◆ **Source data**:
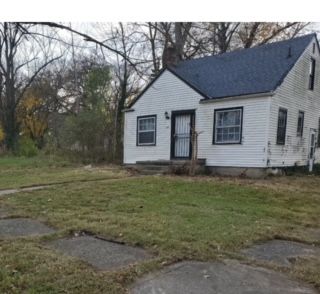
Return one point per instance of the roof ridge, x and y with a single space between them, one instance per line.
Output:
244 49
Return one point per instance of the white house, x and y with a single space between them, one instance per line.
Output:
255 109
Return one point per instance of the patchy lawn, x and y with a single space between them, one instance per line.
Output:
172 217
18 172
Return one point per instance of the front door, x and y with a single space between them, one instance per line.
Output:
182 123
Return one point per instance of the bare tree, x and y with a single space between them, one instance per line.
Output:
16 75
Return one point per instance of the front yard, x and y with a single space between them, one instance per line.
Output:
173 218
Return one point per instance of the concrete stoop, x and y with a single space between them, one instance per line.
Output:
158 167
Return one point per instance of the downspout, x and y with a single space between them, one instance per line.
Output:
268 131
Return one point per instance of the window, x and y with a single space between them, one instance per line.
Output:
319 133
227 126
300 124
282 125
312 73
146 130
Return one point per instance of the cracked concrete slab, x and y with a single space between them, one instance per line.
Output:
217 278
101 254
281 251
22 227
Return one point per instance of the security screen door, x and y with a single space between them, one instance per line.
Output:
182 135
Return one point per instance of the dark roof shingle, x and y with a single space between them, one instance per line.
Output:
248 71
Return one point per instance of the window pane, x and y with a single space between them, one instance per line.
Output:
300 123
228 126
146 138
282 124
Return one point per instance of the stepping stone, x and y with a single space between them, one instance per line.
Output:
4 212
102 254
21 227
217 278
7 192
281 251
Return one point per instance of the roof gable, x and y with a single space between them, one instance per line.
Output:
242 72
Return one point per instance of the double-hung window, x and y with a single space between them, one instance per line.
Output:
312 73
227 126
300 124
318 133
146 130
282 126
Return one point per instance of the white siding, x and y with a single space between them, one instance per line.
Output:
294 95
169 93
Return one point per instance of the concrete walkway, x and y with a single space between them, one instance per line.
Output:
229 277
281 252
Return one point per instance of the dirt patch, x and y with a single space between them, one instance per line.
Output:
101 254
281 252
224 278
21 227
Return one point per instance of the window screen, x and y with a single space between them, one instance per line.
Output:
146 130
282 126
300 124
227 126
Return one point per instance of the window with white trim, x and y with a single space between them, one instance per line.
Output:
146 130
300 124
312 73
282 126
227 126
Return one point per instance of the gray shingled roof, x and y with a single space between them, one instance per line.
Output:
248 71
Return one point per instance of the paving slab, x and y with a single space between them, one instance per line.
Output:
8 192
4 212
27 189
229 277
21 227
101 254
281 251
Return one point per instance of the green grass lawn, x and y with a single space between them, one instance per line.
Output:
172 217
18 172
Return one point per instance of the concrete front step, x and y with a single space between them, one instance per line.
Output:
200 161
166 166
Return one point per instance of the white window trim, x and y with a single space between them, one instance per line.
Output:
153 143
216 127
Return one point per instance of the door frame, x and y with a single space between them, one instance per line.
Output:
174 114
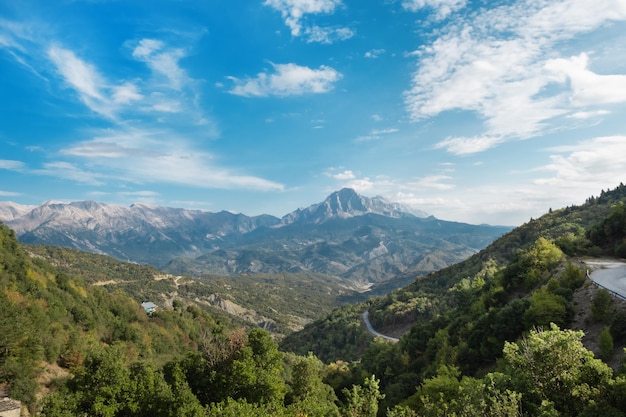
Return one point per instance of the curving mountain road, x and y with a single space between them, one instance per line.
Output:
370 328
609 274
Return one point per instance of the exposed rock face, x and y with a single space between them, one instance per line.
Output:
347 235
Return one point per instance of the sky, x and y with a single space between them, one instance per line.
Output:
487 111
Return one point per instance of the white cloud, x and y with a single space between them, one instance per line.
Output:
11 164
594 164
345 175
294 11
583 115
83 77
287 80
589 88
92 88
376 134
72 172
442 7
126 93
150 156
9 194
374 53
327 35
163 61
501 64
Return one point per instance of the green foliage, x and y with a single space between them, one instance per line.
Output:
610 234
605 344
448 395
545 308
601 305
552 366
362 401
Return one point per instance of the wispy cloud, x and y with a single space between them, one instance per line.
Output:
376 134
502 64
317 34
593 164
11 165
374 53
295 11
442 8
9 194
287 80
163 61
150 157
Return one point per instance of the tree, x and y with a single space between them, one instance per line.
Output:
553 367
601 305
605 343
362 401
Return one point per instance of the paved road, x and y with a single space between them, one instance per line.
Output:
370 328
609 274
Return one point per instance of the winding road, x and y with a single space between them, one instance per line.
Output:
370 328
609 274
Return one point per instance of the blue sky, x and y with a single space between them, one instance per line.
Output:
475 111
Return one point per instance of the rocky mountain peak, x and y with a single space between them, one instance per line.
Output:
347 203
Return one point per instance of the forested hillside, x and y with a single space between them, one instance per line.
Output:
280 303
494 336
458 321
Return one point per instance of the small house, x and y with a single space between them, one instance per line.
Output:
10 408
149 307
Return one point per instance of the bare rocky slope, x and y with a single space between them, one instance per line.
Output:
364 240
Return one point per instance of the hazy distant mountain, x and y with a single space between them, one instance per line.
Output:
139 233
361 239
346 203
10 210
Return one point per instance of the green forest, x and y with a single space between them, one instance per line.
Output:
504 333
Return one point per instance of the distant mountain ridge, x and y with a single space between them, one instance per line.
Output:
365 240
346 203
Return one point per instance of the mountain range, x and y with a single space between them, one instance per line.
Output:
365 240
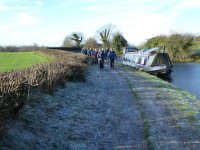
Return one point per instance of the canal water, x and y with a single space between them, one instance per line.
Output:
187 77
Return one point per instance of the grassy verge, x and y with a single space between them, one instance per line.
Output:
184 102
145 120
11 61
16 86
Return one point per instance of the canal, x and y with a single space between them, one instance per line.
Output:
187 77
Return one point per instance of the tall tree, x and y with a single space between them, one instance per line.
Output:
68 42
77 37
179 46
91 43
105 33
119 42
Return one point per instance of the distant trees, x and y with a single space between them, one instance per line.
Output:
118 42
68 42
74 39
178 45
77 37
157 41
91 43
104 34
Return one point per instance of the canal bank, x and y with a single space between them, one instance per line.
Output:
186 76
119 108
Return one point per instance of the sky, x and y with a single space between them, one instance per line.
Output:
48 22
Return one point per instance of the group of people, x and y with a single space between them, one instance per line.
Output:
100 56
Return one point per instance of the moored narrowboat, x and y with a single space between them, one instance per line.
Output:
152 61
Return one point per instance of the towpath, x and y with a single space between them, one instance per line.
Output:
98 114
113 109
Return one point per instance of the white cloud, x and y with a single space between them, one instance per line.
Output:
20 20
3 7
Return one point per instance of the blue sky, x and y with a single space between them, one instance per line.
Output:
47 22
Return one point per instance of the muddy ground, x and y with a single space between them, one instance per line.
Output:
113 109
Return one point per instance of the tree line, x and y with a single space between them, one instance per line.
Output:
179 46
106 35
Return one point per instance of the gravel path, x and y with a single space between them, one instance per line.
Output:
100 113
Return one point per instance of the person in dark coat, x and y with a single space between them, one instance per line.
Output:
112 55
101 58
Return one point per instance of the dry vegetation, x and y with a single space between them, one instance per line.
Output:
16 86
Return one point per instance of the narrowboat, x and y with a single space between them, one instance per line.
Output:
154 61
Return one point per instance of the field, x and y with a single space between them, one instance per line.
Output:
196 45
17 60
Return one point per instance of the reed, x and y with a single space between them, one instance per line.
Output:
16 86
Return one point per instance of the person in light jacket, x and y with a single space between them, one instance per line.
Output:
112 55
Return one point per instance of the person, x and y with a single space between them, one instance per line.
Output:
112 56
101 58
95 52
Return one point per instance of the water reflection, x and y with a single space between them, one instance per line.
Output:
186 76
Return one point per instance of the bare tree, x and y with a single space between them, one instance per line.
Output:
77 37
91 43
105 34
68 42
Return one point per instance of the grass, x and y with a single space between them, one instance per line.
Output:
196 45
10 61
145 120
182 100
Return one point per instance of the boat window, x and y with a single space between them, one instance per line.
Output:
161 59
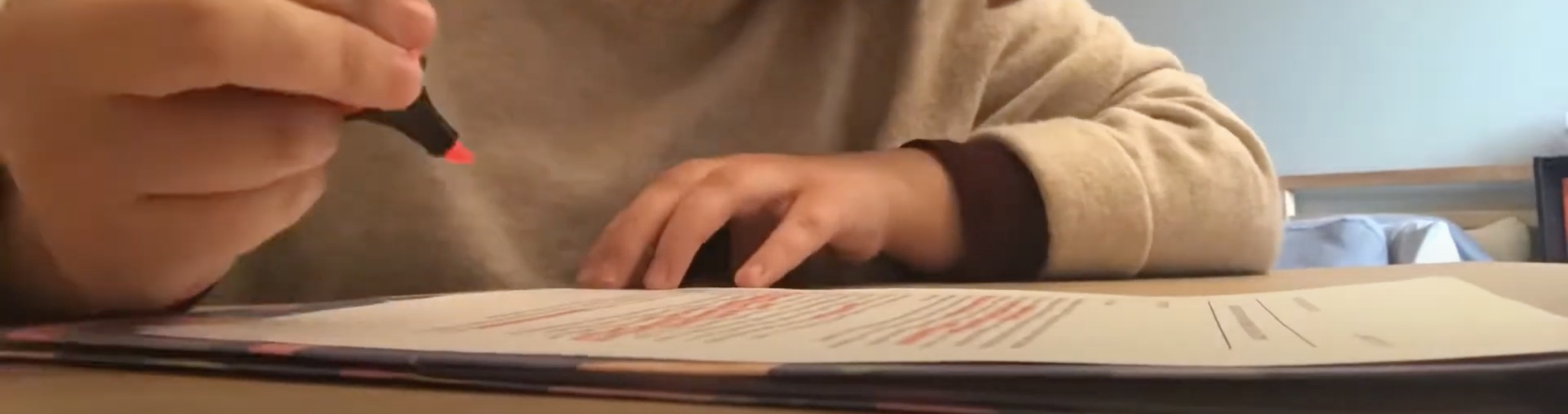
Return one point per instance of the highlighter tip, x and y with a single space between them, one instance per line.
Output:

◆ **What to work on**: Copy every record verbatim while leaving each picture out.

◆ **Completed task**:
Return one point per instance of the roof ridge, x and y with a single space between them, one instance per line.
Output:
244 49
Return one point per instance of the white house, x and y with a single space between them, one instance per line.
Output:
255 109
Return one point per instance of the patchy lawn, x and y with a single space between them, one instance per line.
Output:
172 217
18 172
Return one point per instance of the front door, x and y with a single space between them, one instance per line.
Output:
182 123
Return one point per instance of the bare tree, x and y with a single space between them, one instance per line.
Output:
16 75
Return one point per instance of the front yard, x and y with a single space between them, one instance per line.
Output:
173 218
Return one point per instance of the concrete stoop, x and y with a single space between them, one instance per line.
Output:
158 167
Return one point per instance of the downspout, x and y with a single space between them, one instance per line.
Output:
268 131
Return one point per instance of the window, x and y with a single space between them, one instance per line.
Output:
319 133
227 126
300 124
282 125
312 73
146 130
Return one point per instance of the cracked concrete slab, x and y with a single space between them, one instance per line.
Output:
217 278
101 254
281 251
22 227
Return one point per instance of the security screen door, x and y with a single space between them, one instance per line.
Output:
182 135
Return one point per instance of the dark roof shingle, x and y with a single space between them, one instance per line.
Output:
248 71
Return one point per instance of the window pane, x and y with a single space between them, one instance per line.
Output:
300 123
228 126
146 138
282 124
Return one point per instance of the stepping stone, x and y with a single space between them, one instance per line.
Output:
4 212
102 254
21 227
217 278
7 192
281 251
Return one point per instance of the roof gable, x and y with a single space between them, one instance per line.
Output:
242 72
Return one point per instance of the double-hung window, x and y with a single space between them, one instance per line.
Output:
312 73
227 126
300 124
318 133
146 130
282 126
Return one point per instance of the white siding, x and y with a single space between them, one instance per line.
Output:
294 95
169 93
Return one point per instance of the concrete walkway, x and y with a single space between them, one instance per line.
Output:
229 277
281 252
Return one point per instance of the dirt patch, x and y with a single space between them, one instance per line.
Output:
101 254
281 252
224 278
21 227
Return one point per instance of the window screen, x and y with a single space between them, one instance per line.
Output:
146 130
282 126
300 124
227 126
Return one point per instance of the window with white trim, x and y with a single space between them, one instance per line.
Output:
146 130
300 124
312 73
282 126
227 126
Return one point per instance of the gray shingled roof, x and y with a single space between them, one instance per line.
Output:
248 71
Return one point per instance of the paving slab, x and y with a single space between them, one instance per line.
Output:
8 192
4 212
27 189
229 277
21 227
101 254
281 251
Return one point per instance of the green grass lawn, x and y with a single space between them, one instance per line.
Output:
172 217
18 172
Return one point per instance of the concrete front step, x and y with a single space between them, one instance per line.
Output:
200 161
166 166
Return one point per instance of the white window trim, x and y with a single space between them, one instance per line.
Output:
153 143
216 127
Return one point per instance of the door frame, x and y with a single space between them, one instance per line.
Output:
174 114
Return one point per instance of the curving mountain road, x and y with a single space between them, one instance per line.
Output:
370 328
609 274
Return one point per instance of the exposed rock face, x and y with a single space between them, one instance per line.
Output:
347 235
Return one point per instance of the sky, x and y with a single space between them, one instance per line.
Output:
487 111
Return one point per instance of the white cloud, x and y with a single space between them, one instance per line.
Output:
11 164
594 164
345 175
294 11
583 115
83 77
287 80
589 88
92 88
376 134
72 172
442 7
126 93
150 156
9 194
374 53
327 35
163 61
501 64
Return one point per instance of the green foliage, x and y with a single space between them, one instance per line.
Output:
610 234
605 344
448 395
545 308
601 305
552 366
362 401
Return one point per instance of the wispy cloud, x and y with a single space between them, one instance per line.
Output:
376 134
502 64
317 34
593 164
11 165
374 53
295 11
442 8
9 194
287 80
163 61
150 157
Return one point per instance of the tree, x and y with a single space between them, one instance per line.
Output:
553 367
601 305
605 343
362 401
Return one point per instance of the paved road, x and y with a single space between them, one instance per line.
Output:
370 328
609 274
Return one point per instance of the winding road, x and y with a single space between them, one instance per line.
Output:
370 328
609 274
Return one point per instance of the blue sky, x and y with a single space between them, one instance per line.
Output:
475 111
Return one point per instance of the rocky mountain peak, x and y with a single space between them, one instance per line.
Output:
347 203
Return one point per instance of the forested hillside, x and y with a single space between them, one instance per line.
Output:
280 303
494 336
458 321
Return one point per instance of the small house, x and y with a single space between them, one instance per line.
Output:
10 408
149 307
Return one point per instance of the bare rocky slope, x and y with a single space between them, one instance per line.
Output:
364 240
Return one point per instance of the hazy distant mountain, x and y with a single space between them, one instance per line.
Output:
139 233
361 239
346 203
10 210
Return one point per instance of the green forest, x and y with a single space between them, one instance per line.
Output:
504 333
Return one point per instance of the distant mountain ridge, x and y with a single space between them, one instance per line.
Output:
365 240
346 203
Return one point per instance of the mountain range, x and y with a single space between them, one instance per line.
Output:
365 240
Return one point per instance of the canal water, x and y with a single space between them, one instance per line.
Output:
187 77
Return one point per instance of the grassy verge, x and y with a single space between them, one instance per line.
Output:
184 102
145 120
11 61
16 86
Return one point per instance of the canal, x and y with a single space between them, one instance per line.
Output:
187 77
Return one point per instance of the tall tree, x and y with a single space between them, one instance per line.
Output:
68 42
77 37
179 46
91 43
105 33
119 42
Return one point per instance of the distant trees, x and y with a single space between them, one instance per line.
Output:
118 42
68 42
74 39
178 45
77 37
157 41
91 43
104 34
Return one point per instance of the canal bank, x and y with a single space between them, one instance per line.
Output:
186 76
119 108
Return one point per instance of the sky, x and y with a single space between them, one instance per line.
Output:
48 22
Return one point per instance of the group of people, x and y with a single space between them, one instance per line.
Output:
100 56
Return one point per instance of the moored narrowboat, x and y with a single space between them, one instance per line.
Output:
152 61
Return one point per instance of the towpath, x and y with a single space between them, one instance per line.
Output:
98 114
113 109
Return one point per instance of the white cloud, x and y with a single space between them, one instance per line.
Output:
20 20
3 7
Return one point per instance of the blue sky, x and y with a single space between them, one instance per line.
Output:
47 22
Return one point per instance of the muddy ground, x and y with a single space between them, one instance per line.
Output:
113 109
Return one point per instance of the tree line, x and y with a single space between them, one instance per line.
Output:
179 46
106 35
Return one point per instance of the gravel path, x and y with a single space between them, one instance per line.
Output:
100 113
Return one point per instance of the person in dark coat, x and y with a single space between them, one instance per line.
Output:
112 55
101 58
Return one point per instance of the dry vegetation, x and y with a single space between them, one instance per line.
Output:
16 86
Return one point per instance of the narrowboat, x and y with a single space between them, one instance per line.
Output:
154 61
Return one point per instance of the field, x and y with a single space between them, one instance per line.
Output:
196 45
17 60
Return one point per instance of the reed, x and y with a single space between them, one instance per line.
Output:
16 86
Return one point per instance of the person in light jacket, x and y with a single space between them, one instance per line.
Output:
112 55
Return one point per instance of the person, x and y with a single space between them, one instance per line.
Output:
112 56
101 58
95 52
Return one point per instance of the water reflection, x and y with a single space between them, one instance per line.
Output:
186 76
Return one point per instance of the bare tree, x and y with a single space between them, one instance per line.
Output:
77 37
91 43
105 34
68 42
Return one point per instance of the grass, x and y with a single space between them, one instance per line.
Output:
196 45
10 61
145 120
182 100
Return one point per instance of the boat window, x and y with a single space between them, one instance per line.
Output:
161 59
Return one point per instance of the highlighter tip, x and y with a single space between them, one instance per line.
Output:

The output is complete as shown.